◆ Challenge 1 ◆
Rewrite the paragraph of the auction text that begins "A quintessential masterwork" as a bulleted list that keeps its main facts.

MARK ROTHKO’S BLUE OVER RED
Blue Over Red represents the first work from Mark Rothko’s critical year of 1953 to appear at auction in over a decade (estimate $25/35 million). The painting a critical period of development in the first half of the 1950s, immediately following his move to a new studio down the street from MoMA where he painted some of his most revolutionary explorations of color. Blue Over Red was acquired directly from the artist in 1957 by legendary dealer and collector Harold Diamond, and subsequently spent decades with Baltimore collectors Israel and Selma Rosen, who offered the work at auction in 2005, when it sold for $5.6 million. It has remained in the same private collection since 2007. Separate release available
CLYFFORD STILL’S PH-399
A quintessential masterwork of Abstract Expressionism, Clyfford Still’s PH-399 demonstrates the radical innovation of Still’s visionary oeuvre (estimate $12/18 million). Painted in 1946 – the same year as the artist’s first solo exhibition in New York – the present work is a seminal early touchstone of Still’s practice. PH-399 marks not only the realization of Still’s signature style, but also the true inauguration of Abstract Expressionism – over the course of 1946, Mark Rothko would receive his first solo museum exhibition at the San Francisco Museum of Modern Art, Jackson Pollock’s paintings would appear in the Whitney Museum’s Annual Exhibition in New York for the first time, and art critic Robert Coates would formally coin the term ‘Abstract Expressionism’ in The New Yorker as a means of describing the new movement that would, over the next several years, emerge as the predominant artistic mode of the New York school and larger art world.

◆ Challenge 2 ◆
Turn the entries from the line containing "Seedling-scouting request: tag the sandy" through the end of the entries into a two-column CSV with columns named text and answer. Give one row per entry, with each field quoted and any line breaks replaced by spaces.

◆ Exercise material ◆

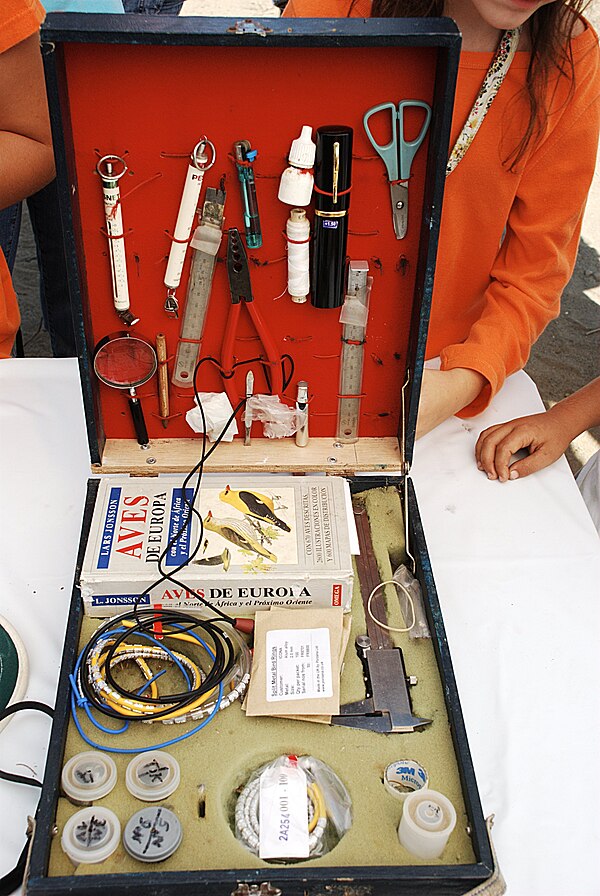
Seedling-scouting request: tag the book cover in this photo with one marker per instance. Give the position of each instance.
(249, 544)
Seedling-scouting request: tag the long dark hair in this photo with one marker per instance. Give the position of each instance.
(551, 28)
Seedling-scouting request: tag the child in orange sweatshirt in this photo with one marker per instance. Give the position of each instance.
(513, 204)
(26, 156)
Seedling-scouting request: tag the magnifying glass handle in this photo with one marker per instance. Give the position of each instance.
(137, 415)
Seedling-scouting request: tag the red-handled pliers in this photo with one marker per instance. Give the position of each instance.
(241, 291)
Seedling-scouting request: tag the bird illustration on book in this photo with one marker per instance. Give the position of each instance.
(223, 559)
(253, 504)
(238, 532)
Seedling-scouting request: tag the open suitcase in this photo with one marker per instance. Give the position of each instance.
(146, 92)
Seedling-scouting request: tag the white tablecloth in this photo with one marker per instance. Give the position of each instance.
(517, 568)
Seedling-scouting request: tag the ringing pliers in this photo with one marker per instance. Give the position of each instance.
(241, 292)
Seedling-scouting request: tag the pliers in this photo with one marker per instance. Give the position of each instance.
(241, 292)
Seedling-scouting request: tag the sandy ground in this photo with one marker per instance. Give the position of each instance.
(566, 356)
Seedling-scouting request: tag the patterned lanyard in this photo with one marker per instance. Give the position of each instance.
(490, 87)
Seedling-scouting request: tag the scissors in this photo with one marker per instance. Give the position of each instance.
(241, 293)
(398, 155)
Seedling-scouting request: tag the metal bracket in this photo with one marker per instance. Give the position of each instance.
(264, 889)
(249, 26)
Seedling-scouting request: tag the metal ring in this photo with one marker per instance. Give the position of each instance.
(199, 151)
(112, 176)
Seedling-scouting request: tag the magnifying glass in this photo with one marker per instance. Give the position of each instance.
(124, 361)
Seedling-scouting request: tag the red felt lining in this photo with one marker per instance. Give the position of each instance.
(163, 99)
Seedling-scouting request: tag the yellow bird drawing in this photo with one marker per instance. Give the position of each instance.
(253, 504)
(238, 532)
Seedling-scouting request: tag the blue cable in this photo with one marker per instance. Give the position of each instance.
(78, 700)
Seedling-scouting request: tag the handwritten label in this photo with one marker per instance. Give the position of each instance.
(283, 814)
(299, 664)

◆ Finished answer 1 ◆
- Clyfford Still's PH-399 is a quintessential masterwork of Abstract Expressionism. Its estimate is $12/18 million.
- It was painted in 1946, the year of Still's first solo exhibition in New York, and is a seminal early touchstone of his practice.
- It marks both the realization of Still's signature style and the true inauguration of Abstract Expressionism.
- Other events of 1946:
  - Mark Rothko received his first solo museum exhibition at the San Francisco Museum of Modern Art.
  - Jackson Pollock's paintings appeared in the Whitney Museum's Annual Exhibition in New York for the first time.
  - Robert Coates coined the term "Abstract Expressionism" in The New Yorker to describe the new movement. Over the next several years it became the predominant artistic mode of the New York school and the wider art world.

◆ Finished answer 2 ◆
text,answer
"Seedling-scouting request: tag the sandy ground in this photo with one marker per instance. Give the position of each instance.","(566, 356)"
"Seedling-scouting request: tag the patterned lanyard in this photo with one marker per instance. Give the position of each instance.","(490, 87)"
"Seedling-scouting request: tag the scissors in this photo with one marker per instance. Give the position of each instance.","(241, 293) (398, 155)"
"Seedling-scouting request: tag the metal bracket in this photo with one marker per instance. Give the position of each instance.","(264, 889) (249, 26)"
"Seedling-scouting request: tag the metal ring in this photo with one marker per instance. Give the position of each instance.","(199, 151) (112, 176)"
"Seedling-scouting request: tag the magnifying glass in this photo with one marker per instance. Give the position of each instance.","(124, 361)"
"Seedling-scouting request: tag the red felt lining in this photo with one marker per instance. Give the position of each instance.","(163, 99)"
"Seedling-scouting request: tag the yellow bird drawing in this photo with one marker per instance. Give the position of each instance.","(253, 504) (238, 532)"
"Seedling-scouting request: tag the blue cable in this photo with one marker per instance. Give the position of each instance.","(78, 700)"
"Seedling-scouting request: tag the handwritten label in this photo with one marker per instance. Give the position of each instance.","(283, 814) (299, 664)"